# DESCRIPTION OF THE TASK
State how many lines of the rows below contain the string "wooden" with matching case, and reply with that number alone.

# INFORMATION SHOWN
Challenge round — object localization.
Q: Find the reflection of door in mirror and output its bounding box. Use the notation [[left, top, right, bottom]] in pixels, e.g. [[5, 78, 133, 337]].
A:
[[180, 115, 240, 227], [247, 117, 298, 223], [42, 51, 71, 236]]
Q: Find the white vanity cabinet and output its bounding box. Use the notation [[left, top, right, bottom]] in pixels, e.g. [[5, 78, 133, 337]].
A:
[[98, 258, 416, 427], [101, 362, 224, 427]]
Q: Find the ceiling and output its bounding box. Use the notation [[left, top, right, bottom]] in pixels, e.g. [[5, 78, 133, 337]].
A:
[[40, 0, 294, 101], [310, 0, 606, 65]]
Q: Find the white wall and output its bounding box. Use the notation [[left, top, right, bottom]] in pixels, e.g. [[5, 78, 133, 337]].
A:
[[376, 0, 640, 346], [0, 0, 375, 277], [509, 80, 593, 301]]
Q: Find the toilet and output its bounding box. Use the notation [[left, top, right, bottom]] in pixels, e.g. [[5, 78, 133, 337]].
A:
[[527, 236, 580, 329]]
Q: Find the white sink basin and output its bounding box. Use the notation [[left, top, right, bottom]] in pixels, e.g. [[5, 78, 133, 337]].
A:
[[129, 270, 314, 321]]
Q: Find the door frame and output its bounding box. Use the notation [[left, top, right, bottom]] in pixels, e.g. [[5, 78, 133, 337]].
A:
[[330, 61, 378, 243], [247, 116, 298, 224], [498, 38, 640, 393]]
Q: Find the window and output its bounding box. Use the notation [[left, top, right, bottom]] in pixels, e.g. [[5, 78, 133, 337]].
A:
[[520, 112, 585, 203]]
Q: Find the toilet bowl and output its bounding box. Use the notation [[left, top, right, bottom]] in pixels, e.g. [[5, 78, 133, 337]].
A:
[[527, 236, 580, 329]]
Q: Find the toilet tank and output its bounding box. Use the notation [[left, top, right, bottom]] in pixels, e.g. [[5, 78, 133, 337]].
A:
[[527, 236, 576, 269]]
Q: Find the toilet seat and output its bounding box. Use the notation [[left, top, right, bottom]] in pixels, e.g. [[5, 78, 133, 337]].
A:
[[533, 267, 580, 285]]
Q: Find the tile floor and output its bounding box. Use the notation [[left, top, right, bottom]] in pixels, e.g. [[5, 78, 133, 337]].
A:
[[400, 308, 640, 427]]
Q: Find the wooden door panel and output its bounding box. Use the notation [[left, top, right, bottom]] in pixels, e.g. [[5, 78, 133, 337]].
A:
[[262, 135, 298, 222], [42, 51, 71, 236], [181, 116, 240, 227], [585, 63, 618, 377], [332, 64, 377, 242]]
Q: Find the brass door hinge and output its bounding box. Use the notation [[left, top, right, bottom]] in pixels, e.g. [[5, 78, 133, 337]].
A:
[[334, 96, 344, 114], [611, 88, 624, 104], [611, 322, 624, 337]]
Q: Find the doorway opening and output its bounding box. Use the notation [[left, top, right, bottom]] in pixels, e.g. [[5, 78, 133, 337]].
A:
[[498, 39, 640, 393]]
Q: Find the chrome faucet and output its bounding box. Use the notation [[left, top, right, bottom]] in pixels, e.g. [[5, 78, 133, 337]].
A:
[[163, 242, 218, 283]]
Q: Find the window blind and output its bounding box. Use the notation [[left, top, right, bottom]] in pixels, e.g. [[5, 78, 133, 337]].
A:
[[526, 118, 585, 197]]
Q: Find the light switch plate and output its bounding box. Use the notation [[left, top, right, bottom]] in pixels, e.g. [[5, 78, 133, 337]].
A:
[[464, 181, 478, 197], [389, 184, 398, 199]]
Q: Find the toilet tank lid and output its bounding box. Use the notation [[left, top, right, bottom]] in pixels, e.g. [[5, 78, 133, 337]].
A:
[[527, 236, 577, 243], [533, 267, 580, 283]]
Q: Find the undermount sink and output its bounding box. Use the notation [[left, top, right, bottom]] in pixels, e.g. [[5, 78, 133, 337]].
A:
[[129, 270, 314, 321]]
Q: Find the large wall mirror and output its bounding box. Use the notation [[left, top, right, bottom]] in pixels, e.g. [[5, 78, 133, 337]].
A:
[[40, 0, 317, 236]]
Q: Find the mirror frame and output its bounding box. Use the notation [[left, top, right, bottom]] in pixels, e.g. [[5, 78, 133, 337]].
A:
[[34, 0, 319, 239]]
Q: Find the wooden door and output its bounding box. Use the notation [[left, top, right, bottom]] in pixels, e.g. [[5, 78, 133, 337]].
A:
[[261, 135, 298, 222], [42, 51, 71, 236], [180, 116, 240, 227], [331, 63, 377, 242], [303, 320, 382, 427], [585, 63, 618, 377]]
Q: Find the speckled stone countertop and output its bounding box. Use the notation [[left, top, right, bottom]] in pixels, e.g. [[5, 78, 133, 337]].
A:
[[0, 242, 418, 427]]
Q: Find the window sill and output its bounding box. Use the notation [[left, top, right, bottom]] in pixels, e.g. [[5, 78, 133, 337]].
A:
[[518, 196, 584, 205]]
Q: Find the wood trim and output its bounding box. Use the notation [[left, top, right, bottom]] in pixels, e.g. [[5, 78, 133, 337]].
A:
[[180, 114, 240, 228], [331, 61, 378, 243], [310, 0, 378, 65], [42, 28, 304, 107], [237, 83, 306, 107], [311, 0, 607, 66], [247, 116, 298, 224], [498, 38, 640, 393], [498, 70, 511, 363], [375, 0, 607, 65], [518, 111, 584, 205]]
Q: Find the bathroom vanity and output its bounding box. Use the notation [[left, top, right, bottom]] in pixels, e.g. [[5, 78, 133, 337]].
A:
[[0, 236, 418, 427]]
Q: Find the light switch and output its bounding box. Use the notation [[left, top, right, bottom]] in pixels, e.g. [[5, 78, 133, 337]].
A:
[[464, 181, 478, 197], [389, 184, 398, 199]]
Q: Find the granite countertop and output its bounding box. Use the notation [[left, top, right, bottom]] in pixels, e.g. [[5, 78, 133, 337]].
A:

# FULL SOLUTION
2